EXERCISE:
Exactly as written, give again the line with "Where can the man's face" and all subsequent lines through the end of the records.

STUDY MATERIAL:
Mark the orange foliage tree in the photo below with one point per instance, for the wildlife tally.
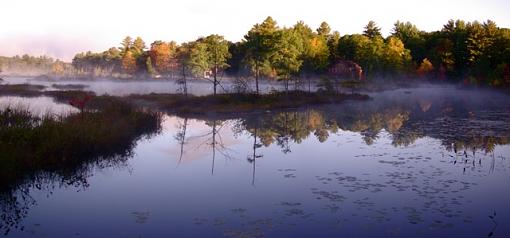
(162, 56)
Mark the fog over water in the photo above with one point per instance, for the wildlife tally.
(428, 161)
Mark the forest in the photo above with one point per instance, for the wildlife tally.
(472, 53)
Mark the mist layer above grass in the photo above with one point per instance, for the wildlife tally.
(60, 144)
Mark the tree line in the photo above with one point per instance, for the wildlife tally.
(469, 52)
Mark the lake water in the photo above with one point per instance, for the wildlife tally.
(413, 162)
(127, 87)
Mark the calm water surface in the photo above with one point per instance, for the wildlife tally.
(421, 163)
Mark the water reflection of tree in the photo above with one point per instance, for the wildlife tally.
(213, 139)
(450, 122)
(15, 199)
(181, 136)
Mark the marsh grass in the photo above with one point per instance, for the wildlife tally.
(236, 103)
(53, 143)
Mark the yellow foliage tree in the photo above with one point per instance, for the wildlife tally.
(425, 68)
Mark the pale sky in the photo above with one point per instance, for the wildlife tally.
(61, 28)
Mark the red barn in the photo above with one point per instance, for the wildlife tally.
(346, 69)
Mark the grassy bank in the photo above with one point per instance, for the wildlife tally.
(32, 144)
(239, 103)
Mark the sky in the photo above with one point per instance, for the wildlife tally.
(62, 28)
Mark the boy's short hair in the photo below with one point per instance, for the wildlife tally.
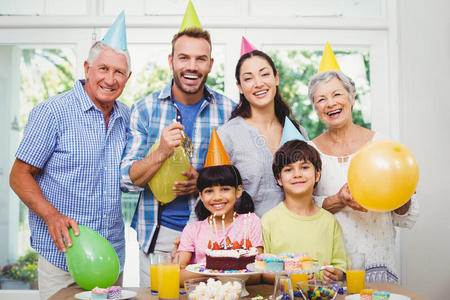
(194, 33)
(292, 151)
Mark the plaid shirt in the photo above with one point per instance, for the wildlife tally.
(149, 116)
(79, 164)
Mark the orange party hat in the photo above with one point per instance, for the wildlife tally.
(246, 47)
(217, 156)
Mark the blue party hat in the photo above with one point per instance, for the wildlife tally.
(116, 37)
(290, 132)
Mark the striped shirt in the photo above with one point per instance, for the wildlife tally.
(79, 159)
(149, 116)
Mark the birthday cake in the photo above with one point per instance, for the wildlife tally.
(230, 259)
(230, 255)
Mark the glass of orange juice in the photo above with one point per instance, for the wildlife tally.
(168, 277)
(154, 262)
(297, 278)
(356, 273)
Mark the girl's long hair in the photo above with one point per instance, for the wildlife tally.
(220, 176)
(243, 109)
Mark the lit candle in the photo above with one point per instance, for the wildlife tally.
(234, 225)
(210, 231)
(224, 235)
(215, 226)
(245, 230)
(248, 230)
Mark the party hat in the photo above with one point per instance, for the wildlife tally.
(290, 132)
(217, 156)
(328, 62)
(116, 37)
(190, 19)
(246, 47)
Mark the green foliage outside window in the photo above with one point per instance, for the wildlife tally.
(24, 270)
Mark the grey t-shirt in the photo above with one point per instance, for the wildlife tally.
(248, 152)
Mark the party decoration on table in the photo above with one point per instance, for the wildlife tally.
(190, 19)
(217, 156)
(246, 47)
(328, 62)
(162, 182)
(290, 132)
(92, 261)
(116, 37)
(383, 175)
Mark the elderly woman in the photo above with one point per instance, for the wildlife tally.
(372, 233)
(254, 131)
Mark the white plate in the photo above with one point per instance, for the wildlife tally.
(315, 268)
(393, 297)
(200, 269)
(87, 295)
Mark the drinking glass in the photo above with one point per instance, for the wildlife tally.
(298, 278)
(356, 273)
(168, 277)
(154, 264)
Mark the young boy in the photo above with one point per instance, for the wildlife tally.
(297, 225)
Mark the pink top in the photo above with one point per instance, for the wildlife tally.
(196, 235)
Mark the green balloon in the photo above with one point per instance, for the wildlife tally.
(91, 260)
(161, 183)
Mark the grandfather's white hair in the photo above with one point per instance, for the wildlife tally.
(324, 77)
(97, 48)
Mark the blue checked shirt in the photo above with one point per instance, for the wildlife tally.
(79, 160)
(149, 116)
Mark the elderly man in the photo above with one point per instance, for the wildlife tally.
(67, 166)
(197, 110)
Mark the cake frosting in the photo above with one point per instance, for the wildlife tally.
(215, 289)
(230, 259)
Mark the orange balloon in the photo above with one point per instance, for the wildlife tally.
(383, 175)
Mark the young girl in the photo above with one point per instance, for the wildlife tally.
(221, 194)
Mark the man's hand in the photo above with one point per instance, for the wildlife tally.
(188, 186)
(171, 138)
(58, 227)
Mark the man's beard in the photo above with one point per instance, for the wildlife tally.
(178, 83)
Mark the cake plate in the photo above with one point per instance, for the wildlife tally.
(283, 280)
(242, 274)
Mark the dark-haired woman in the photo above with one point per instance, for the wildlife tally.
(253, 133)
(224, 203)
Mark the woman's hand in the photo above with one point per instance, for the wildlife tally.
(342, 199)
(404, 208)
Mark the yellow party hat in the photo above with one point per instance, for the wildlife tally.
(217, 156)
(190, 19)
(328, 62)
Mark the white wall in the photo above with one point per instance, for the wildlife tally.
(9, 103)
(424, 65)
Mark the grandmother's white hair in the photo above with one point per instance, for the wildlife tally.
(97, 48)
(324, 77)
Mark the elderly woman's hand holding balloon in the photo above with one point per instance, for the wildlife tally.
(340, 200)
(361, 169)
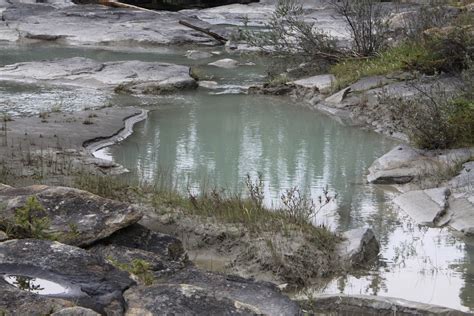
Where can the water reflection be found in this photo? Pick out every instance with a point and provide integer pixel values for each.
(204, 140)
(217, 140)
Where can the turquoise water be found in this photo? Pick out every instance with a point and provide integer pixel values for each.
(214, 138)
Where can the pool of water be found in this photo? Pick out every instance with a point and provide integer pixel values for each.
(207, 139)
(39, 285)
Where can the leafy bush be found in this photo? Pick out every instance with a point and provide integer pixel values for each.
(435, 119)
(288, 34)
(366, 19)
(30, 222)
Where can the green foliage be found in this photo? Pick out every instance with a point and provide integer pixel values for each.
(214, 204)
(391, 60)
(435, 119)
(137, 267)
(30, 221)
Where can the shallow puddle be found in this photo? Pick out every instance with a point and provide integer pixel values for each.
(37, 285)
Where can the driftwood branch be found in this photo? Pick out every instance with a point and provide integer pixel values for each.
(214, 35)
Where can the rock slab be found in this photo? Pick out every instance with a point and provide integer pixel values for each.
(74, 216)
(123, 76)
(87, 280)
(181, 299)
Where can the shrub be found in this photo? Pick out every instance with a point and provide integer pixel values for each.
(366, 20)
(30, 222)
(435, 119)
(288, 34)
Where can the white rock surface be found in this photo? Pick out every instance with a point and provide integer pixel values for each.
(321, 82)
(195, 54)
(426, 207)
(129, 76)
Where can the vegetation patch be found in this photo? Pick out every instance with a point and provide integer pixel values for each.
(138, 267)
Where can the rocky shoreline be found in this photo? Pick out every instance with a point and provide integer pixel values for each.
(115, 258)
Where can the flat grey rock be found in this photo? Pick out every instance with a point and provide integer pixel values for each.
(263, 296)
(181, 299)
(336, 100)
(426, 207)
(400, 165)
(14, 301)
(74, 216)
(85, 25)
(137, 236)
(87, 280)
(121, 76)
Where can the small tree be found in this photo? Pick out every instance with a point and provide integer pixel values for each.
(367, 22)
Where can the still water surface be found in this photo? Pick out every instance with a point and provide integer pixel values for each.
(214, 138)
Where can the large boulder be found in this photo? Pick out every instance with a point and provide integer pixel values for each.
(404, 164)
(227, 63)
(122, 76)
(400, 165)
(263, 296)
(181, 299)
(68, 215)
(156, 264)
(426, 207)
(360, 248)
(136, 236)
(76, 275)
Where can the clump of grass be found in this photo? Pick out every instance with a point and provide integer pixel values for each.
(435, 119)
(30, 221)
(137, 267)
(389, 61)
(222, 206)
(440, 51)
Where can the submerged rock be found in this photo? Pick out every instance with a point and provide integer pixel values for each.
(400, 165)
(341, 304)
(75, 311)
(87, 25)
(120, 76)
(359, 248)
(426, 207)
(181, 299)
(225, 63)
(195, 54)
(72, 216)
(263, 296)
(85, 278)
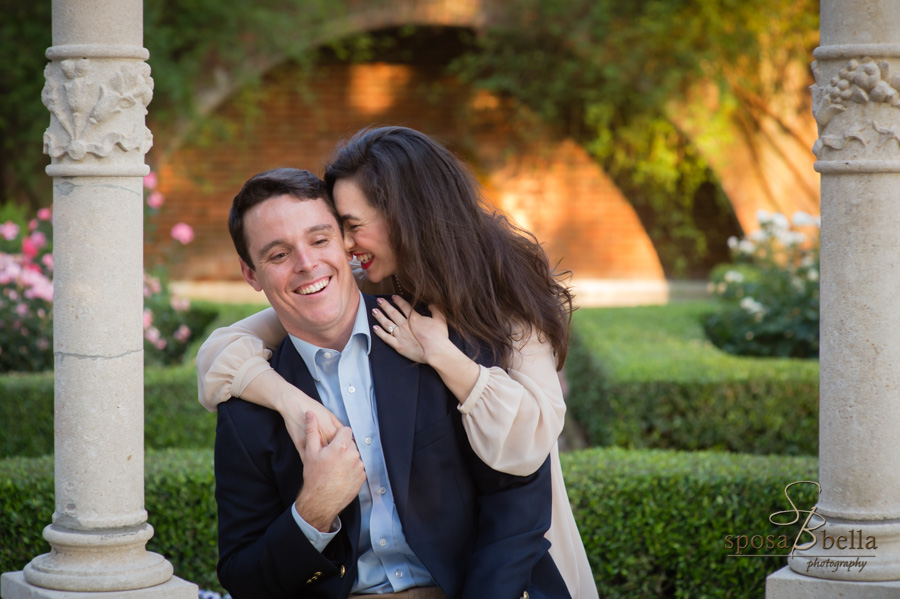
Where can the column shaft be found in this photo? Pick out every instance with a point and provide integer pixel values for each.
(97, 89)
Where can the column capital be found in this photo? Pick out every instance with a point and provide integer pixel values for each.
(855, 102)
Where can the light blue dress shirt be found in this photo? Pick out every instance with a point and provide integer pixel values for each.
(344, 380)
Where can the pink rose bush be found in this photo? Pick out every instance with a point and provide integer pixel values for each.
(26, 294)
(768, 296)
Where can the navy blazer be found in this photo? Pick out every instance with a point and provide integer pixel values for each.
(479, 532)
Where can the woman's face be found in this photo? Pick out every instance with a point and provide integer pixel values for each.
(365, 230)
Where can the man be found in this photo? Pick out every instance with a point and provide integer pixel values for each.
(396, 502)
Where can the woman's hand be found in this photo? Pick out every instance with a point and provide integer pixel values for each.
(294, 409)
(419, 338)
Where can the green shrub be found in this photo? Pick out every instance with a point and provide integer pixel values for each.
(768, 300)
(647, 378)
(179, 497)
(172, 415)
(655, 523)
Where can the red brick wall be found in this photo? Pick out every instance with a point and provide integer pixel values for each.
(546, 183)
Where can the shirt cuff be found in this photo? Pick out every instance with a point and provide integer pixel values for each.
(318, 539)
(484, 376)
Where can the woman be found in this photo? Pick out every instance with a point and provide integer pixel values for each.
(415, 220)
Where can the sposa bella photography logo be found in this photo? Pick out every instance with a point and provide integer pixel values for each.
(858, 546)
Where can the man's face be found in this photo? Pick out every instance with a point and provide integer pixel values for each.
(302, 266)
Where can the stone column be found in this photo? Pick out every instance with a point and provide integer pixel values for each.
(97, 89)
(856, 103)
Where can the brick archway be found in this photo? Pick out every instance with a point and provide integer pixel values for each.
(544, 181)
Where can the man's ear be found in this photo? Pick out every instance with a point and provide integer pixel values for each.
(250, 275)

ANSWER TO THIS EXERCISE:
Where can the man's face be found in this photo? Pick out every instance with a point and provide integer pixel values for each.
(302, 266)
Where can the stone column be found in this photo? Pick out every instance with a point and provide integer pixel values for each.
(97, 89)
(856, 103)
Where can the brick archway be found in this photo? Pick out every instance with a point and provide integer pixel values for each.
(544, 181)
Where can the man's ear be found in this photo? Pick out every instance with a point and provide integer pixel values for each.
(250, 275)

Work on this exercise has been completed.